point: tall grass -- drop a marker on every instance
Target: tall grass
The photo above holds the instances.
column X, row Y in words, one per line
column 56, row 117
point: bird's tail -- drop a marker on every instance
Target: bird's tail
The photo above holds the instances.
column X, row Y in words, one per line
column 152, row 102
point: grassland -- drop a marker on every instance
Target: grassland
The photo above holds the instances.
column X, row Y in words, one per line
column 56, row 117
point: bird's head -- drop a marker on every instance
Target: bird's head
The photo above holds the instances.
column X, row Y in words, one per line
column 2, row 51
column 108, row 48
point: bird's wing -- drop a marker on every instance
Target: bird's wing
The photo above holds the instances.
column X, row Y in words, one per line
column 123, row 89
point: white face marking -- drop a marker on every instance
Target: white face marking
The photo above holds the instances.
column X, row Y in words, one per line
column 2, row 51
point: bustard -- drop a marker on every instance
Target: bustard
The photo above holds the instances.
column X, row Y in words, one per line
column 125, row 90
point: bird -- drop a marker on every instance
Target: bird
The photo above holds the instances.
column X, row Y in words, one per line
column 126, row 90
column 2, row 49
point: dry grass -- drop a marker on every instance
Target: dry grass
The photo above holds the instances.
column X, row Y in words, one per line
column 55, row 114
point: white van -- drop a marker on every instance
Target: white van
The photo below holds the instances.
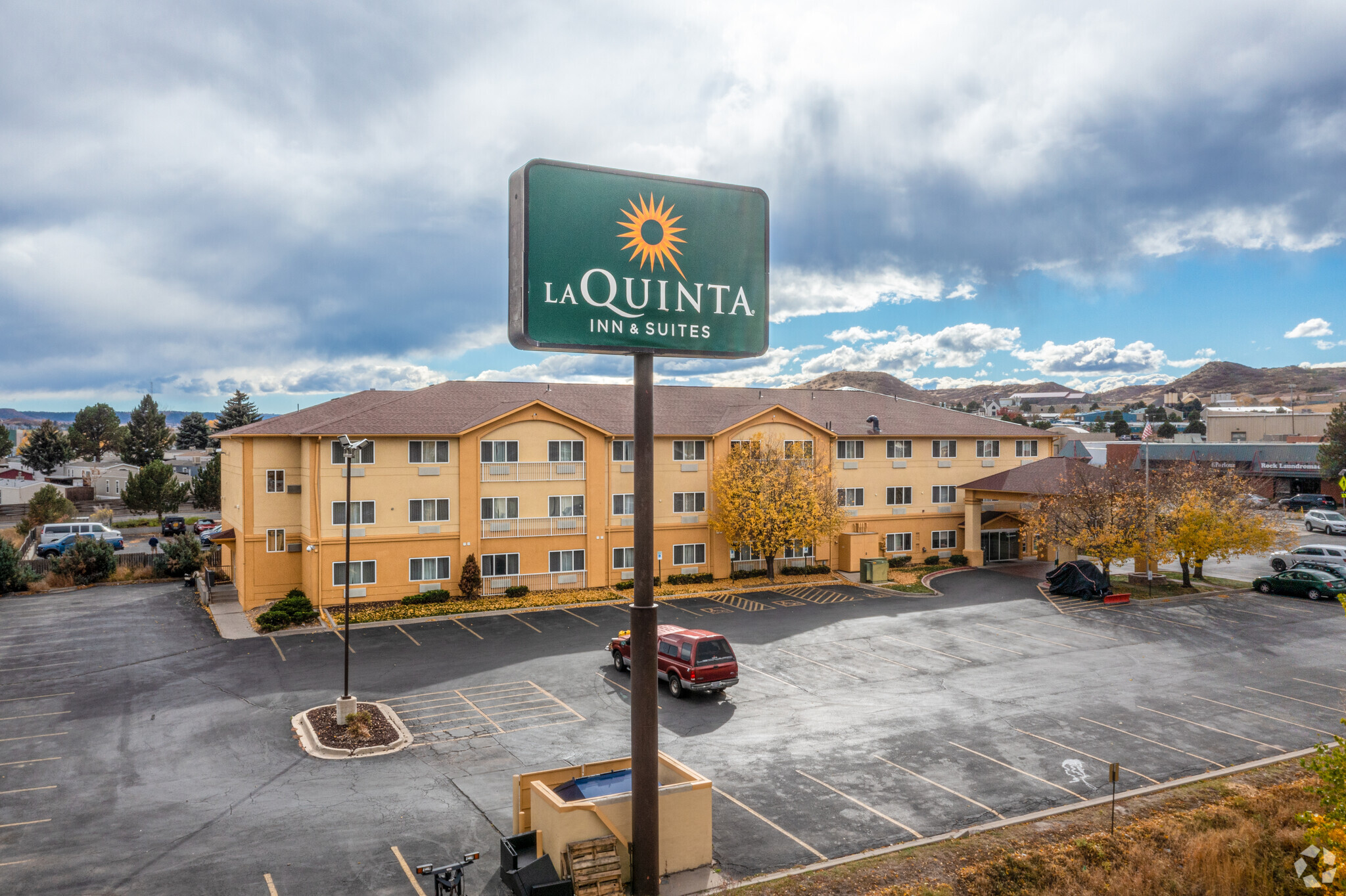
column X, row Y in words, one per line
column 55, row 532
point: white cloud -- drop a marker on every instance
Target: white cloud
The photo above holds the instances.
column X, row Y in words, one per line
column 1311, row 327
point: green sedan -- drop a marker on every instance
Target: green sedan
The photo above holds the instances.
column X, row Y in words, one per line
column 1310, row 583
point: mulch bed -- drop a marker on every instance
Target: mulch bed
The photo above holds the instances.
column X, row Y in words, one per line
column 333, row 735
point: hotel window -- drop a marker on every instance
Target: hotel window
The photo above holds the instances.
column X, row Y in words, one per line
column 688, row 450
column 688, row 554
column 363, row 457
column 896, row 541
column 565, row 451
column 850, row 497
column 566, row 506
column 361, row 513
column 565, row 560
column 900, row 494
column 429, row 568
column 499, row 508
column 362, row 572
column 427, row 453
column 688, row 502
column 499, row 564
column 429, row 510
column 499, row 453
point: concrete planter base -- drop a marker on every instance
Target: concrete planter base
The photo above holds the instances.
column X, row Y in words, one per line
column 309, row 738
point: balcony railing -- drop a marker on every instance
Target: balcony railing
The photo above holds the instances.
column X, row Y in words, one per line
column 535, row 581
column 534, row 471
column 534, row 526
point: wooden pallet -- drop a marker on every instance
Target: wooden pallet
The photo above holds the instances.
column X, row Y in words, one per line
column 595, row 866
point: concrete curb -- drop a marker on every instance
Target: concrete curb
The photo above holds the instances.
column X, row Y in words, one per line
column 309, row 738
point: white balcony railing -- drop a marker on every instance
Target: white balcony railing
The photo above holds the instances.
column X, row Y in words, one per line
column 534, row 526
column 535, row 581
column 534, row 471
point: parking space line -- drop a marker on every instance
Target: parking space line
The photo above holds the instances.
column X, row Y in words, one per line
column 1021, row 771
column 939, row 785
column 818, row 663
column 1263, row 715
column 923, row 648
column 1154, row 742
column 1335, row 709
column 1212, row 728
column 1084, row 753
column 407, row 870
column 761, row 817
column 910, row 830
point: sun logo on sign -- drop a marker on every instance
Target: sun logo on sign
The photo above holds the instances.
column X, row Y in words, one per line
column 652, row 233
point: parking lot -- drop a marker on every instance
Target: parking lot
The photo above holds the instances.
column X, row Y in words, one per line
column 139, row 752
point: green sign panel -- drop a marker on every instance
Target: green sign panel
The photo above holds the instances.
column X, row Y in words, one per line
column 614, row 261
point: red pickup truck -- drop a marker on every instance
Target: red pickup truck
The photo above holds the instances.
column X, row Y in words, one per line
column 689, row 660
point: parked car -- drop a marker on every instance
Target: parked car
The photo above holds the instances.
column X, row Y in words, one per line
column 688, row 660
column 1282, row 560
column 1303, row 502
column 1310, row 583
column 58, row 548
column 1329, row 521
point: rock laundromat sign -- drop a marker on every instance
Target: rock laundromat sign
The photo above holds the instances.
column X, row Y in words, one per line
column 614, row 261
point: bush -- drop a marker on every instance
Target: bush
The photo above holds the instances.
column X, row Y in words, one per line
column 87, row 562
column 290, row 610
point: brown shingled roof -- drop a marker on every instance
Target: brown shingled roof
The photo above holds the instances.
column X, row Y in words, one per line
column 455, row 407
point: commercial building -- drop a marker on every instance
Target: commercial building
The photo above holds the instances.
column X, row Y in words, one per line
column 536, row 481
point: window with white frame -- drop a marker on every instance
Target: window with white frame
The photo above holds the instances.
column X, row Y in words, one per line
column 362, row 572
column 363, row 457
column 688, row 554
column 499, row 453
column 429, row 568
column 499, row 564
column 565, row 560
column 688, row 502
column 429, row 510
column 900, row 494
column 361, row 513
column 896, row 541
column 427, row 453
column 944, row 494
column 565, row 451
column 688, row 450
column 850, row 497
column 900, row 449
column 499, row 508
column 566, row 506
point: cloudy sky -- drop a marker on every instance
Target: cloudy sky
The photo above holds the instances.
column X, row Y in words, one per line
column 309, row 198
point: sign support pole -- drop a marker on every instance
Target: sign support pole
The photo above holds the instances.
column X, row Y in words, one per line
column 645, row 721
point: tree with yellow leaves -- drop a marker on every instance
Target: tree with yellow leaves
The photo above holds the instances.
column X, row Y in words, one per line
column 766, row 497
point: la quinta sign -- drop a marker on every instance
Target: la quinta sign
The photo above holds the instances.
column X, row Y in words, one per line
column 624, row 263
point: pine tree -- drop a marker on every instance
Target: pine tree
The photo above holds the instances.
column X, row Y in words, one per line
column 193, row 432
column 239, row 412
column 96, row 432
column 46, row 449
column 147, row 435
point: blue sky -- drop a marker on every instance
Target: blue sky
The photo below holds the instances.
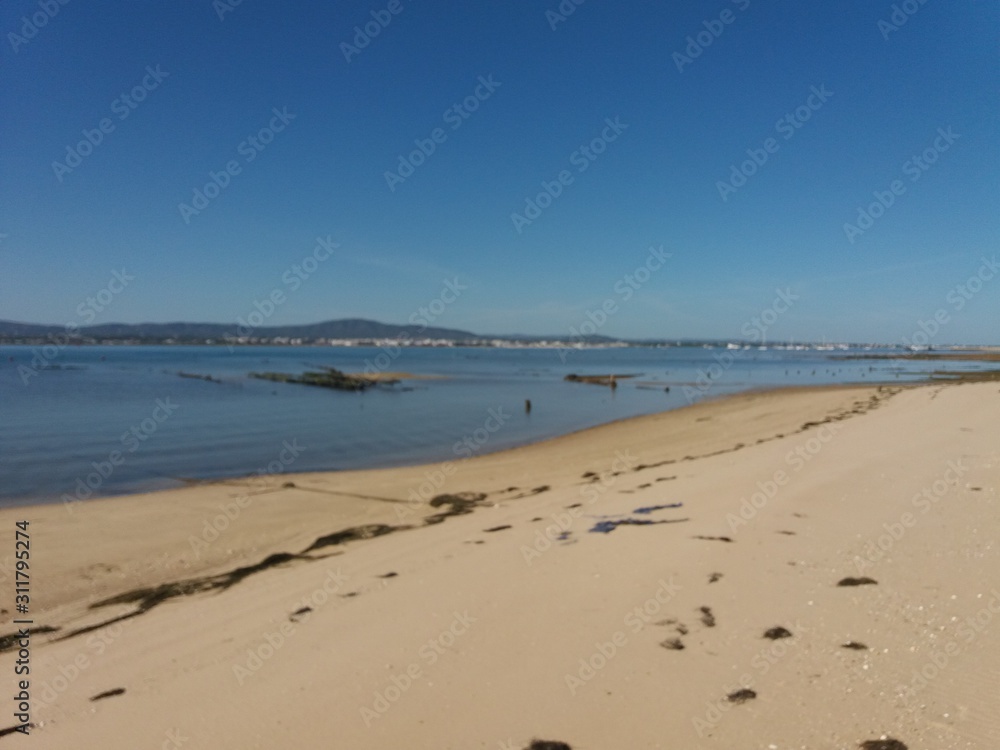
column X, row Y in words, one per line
column 888, row 94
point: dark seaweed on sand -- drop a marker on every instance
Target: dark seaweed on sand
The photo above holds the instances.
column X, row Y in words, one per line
column 776, row 633
column 886, row 744
column 108, row 694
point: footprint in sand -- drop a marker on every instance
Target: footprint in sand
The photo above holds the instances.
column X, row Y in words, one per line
column 707, row 618
column 297, row 614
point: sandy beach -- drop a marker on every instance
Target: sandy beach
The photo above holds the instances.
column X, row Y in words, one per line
column 804, row 568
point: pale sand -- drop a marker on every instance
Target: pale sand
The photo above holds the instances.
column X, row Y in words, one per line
column 490, row 637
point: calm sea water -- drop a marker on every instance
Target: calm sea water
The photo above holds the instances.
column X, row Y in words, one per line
column 115, row 419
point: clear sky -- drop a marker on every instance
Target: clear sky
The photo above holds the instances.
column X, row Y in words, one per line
column 863, row 97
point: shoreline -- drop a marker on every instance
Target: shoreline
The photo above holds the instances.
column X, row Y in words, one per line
column 670, row 541
column 180, row 483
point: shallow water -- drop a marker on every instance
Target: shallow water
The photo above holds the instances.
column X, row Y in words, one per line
column 63, row 430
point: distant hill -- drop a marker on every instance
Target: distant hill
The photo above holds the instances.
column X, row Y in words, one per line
column 351, row 328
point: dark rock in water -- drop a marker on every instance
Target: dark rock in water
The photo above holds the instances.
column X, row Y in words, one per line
column 887, row 744
column 857, row 582
column 108, row 694
column 609, row 380
column 776, row 633
column 329, row 378
column 741, row 696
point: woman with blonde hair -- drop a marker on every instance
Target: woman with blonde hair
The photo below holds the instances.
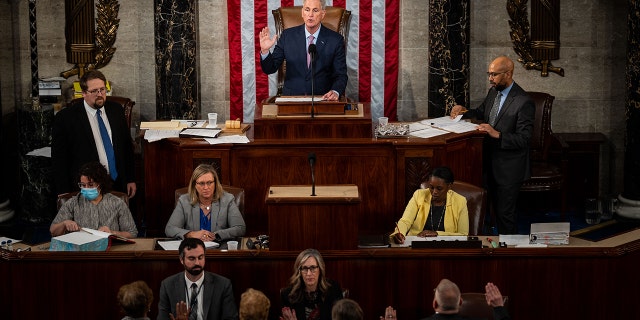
···
__What is being asked__: Please produce an exact copy of the listing, omitting the pictures.

__Response area__:
point: tall grass -- drop a marker on every instance
Target: tall grass
The photo above holds the instances.
column X, row Y in words, one per line
column 56, row 117
point: bird's tail -- drop a marker on every instance
Target: bird's tail
The photo above holds the instances.
column X, row Y in words, one per line
column 152, row 102
point: grassland -- drop a marker on every instance
Target: grassland
The photo above holds the instances.
column X, row Y in words, one per line
column 56, row 117
point: bird's head -- drop a marker on every instance
Target: bird's head
The photo above holds the instances.
column X, row Y in words, one per line
column 2, row 51
column 108, row 48
point: bird's wing -- drop a marker on every instance
Target: bird's wing
The photo above holds the instances.
column X, row Y in words, one per line
column 123, row 89
point: white face marking -- drop a marker on every instance
Target: white face marking
The photo above holds the instances.
column X, row Y in words, one per line
column 2, row 51
point: bustard -- drop a marker on every instance
Target: bustard
The photo above holds the instances.
column X, row Y in words, one per line
column 125, row 90
point: bird -- drop a marker on every instance
Target: bird
The photo above holds the instances.
column X, row Y in words, one per line
column 126, row 90
column 2, row 49
point: dry grass -- drop a marker on every instance
Target: dry grass
The photo above holds the instances.
column X, row Y in words, one per line
column 55, row 114
point: white van -- drop a marker on every instance
Target: white van
The photo below holds the instances.
column X, row Y in words, one per line
column 55, row 532
point: white cloud -- drop a marker on every instance
Target: white cloud
The photo above holds the instances.
column X, row Y in words, one per line
column 1311, row 327
point: green sedan -- drop a marker on every instance
Target: green sedan
The photo above holds the instances.
column X, row Y in words, one per line
column 1310, row 583
point: mulch bed -- drop a marker on every instance
Target: mulch bed
The photo above holds the instances.
column X, row Y in words, one per line
column 333, row 735
point: hotel window -- drop a marker on every instance
Target: hotel window
The photo above holds the instances.
column X, row Y in words, one per line
column 688, row 450
column 688, row 554
column 363, row 457
column 896, row 541
column 565, row 451
column 850, row 497
column 566, row 506
column 361, row 513
column 565, row 560
column 900, row 494
column 429, row 568
column 499, row 508
column 362, row 572
column 427, row 453
column 688, row 502
column 499, row 564
column 429, row 510
column 499, row 453
point: concrete planter base -- drop a marker on every instance
Target: concrete planter base
The photo above holds the instances.
column X, row Y in words, one per line
column 309, row 738
point: balcony railing -- drop a marker on every instance
Target: balcony railing
The photo above holds the instances.
column X, row Y in words, one per line
column 535, row 581
column 534, row 471
column 534, row 526
point: wooden pallet -- drop a marker on every instance
Target: wooden pallet
The photo above holds the instances.
column X, row Y in words, one per line
column 595, row 866
point: concrete curb -- drop a marker on every instance
Target: concrete curb
The photo above holds the instances.
column X, row Y in words, one per line
column 309, row 738
point: white balcony railing -- drop a marker on every instance
Target: white balcony railing
The photo above holds the instances.
column X, row Y in words, one per line
column 534, row 526
column 535, row 581
column 534, row 471
point: parking space line -- drop a marker on every instance
Target: parking space line
The photo above holds the instances.
column X, row Y in words, one per line
column 1021, row 771
column 939, row 785
column 818, row 663
column 1263, row 715
column 923, row 648
column 1154, row 742
column 1335, row 709
column 1212, row 728
column 1084, row 753
column 407, row 870
column 761, row 817
column 910, row 830
point: sun logo on sign -- drop a marker on every instance
Target: sun logo on sign
The photo above holds the instances.
column X, row Y in words, one per line
column 652, row 233
point: parking lot -- drop a marker on every instance
Target: parking lot
The photo above holds the instances.
column X, row Y in words, one per line
column 139, row 752
point: green sign panel -- drop a marker on every instance
Target: green sign panel
The photo above holds the instances.
column X, row Y in words, one per line
column 614, row 261
point: red pickup truck -- drop a marker on every instance
Target: red pickup truck
The photo above holds the instances.
column X, row Y in words, one per line
column 689, row 660
point: parked car -- drop a marker on every instance
Target: parked car
The photo above holds the instances.
column X, row Y in words, one per line
column 688, row 660
column 1282, row 560
column 1303, row 502
column 1310, row 583
column 58, row 548
column 1329, row 521
point: rock laundromat sign -- drop a marker on every instance
Target: rock laundromat sign
The photo above holds the instances.
column X, row Y in words, one per line
column 614, row 261
point: bush -- drop a marker on every instance
Target: bush
The photo above holds the instances.
column X, row Y in words, one per line
column 87, row 562
column 290, row 610
point: brown shingled roof -- drop a marker on every instance
Target: brown shingled roof
The photo above holds the instances.
column X, row Y in words, one per line
column 455, row 407
point: commercial building -- drop a marker on every instance
Target: commercial building
The photo above holds the instances.
column X, row Y in words, one per line
column 536, row 481
point: window with white frame -- drop a marker on every instance
Target: window with white frame
The photo above holds the instances.
column X, row Y in words, one per line
column 362, row 572
column 363, row 457
column 688, row 554
column 499, row 453
column 429, row 568
column 499, row 564
column 565, row 560
column 688, row 502
column 429, row 510
column 900, row 494
column 361, row 513
column 896, row 541
column 427, row 453
column 944, row 494
column 565, row 451
column 688, row 450
column 850, row 497
column 900, row 449
column 499, row 508
column 566, row 506
point: cloudy sky -- drop a marker on every instance
Target: cloudy sky
The photo above holds the instances.
column X, row Y in words, one per line
column 309, row 198
point: sign support pole -- drop a marker on every instance
Target: sign support pole
The photo above holds the instances.
column X, row Y in words, one per line
column 645, row 721
point: tree with yellow leaves -- drop a marker on every instance
Target: tree with yellow leaves
The photo above holds the instances.
column X, row Y in words, one per line
column 766, row 497
point: la quinta sign -- drop a marker on every instance
Target: la quinta sign
The photo above holds the instances.
column X, row Y in words, one per line
column 624, row 263
point: pine tree -- drop a marker on every instance
Target: pine tree
The photo above holds the instances.
column X, row Y in words, one per line
column 193, row 432
column 239, row 412
column 96, row 432
column 46, row 449
column 147, row 435
point: blue sky -- drop a marker on every instance
Target: blue sky
The photo below holds the instances.
column X, row Y in words, one per line
column 888, row 94
point: dark seaweed on sand -- drop a marker on every instance
Target: dark seaweed on sand
The photo above holds the instances.
column X, row Y in words, one per line
column 776, row 633
column 886, row 744
column 108, row 694
point: footprint in sand -- drop a marker on every instance
Target: footprint in sand
The photo above holds the instances.
column X, row Y in words, one per line
column 707, row 618
column 297, row 614
point: sandy beach -- drop a marker on every instance
Target: sandy beach
The photo above holds the instances.
column X, row Y in words, one per line
column 804, row 568
point: pale sand -- drop a marker on every instance
Target: pale sand
The photo above holds the instances.
column X, row Y in words, one per line
column 490, row 637
point: calm sea water -- drop a marker on every instance
Target: calm sea water
The photo above holds the instances.
column X, row Y in words, one per line
column 115, row 419
point: clear sky -- drop a marker on every instance
Target: clear sky
The photo above holds the instances.
column X, row Y in words, one per line
column 863, row 97
point: shoreline -- drop a marker on every instance
Target: shoreline
The photo above holds the instances.
column X, row Y in words, one per line
column 670, row 541
column 180, row 483
point: shallow water -- drop a marker on every instance
Target: shallow water
The photo above holds the instances.
column X, row Y in words, one per line
column 63, row 430
point: distant hill -- drop a marker on every instance
Target: distant hill
The photo above holds the instances.
column X, row Y in words, one per line
column 351, row 328
point: dark rock in water -- drop a marker on every instance
Target: dark rock in water
The photo above holds the instances.
column X, row Y in words, one per line
column 887, row 744
column 857, row 582
column 108, row 694
column 609, row 380
column 776, row 633
column 329, row 378
column 741, row 696
point: woman with blonde hair -- drop a marker on every instance
Target: woman with blonde hair
The photo below holds the instances.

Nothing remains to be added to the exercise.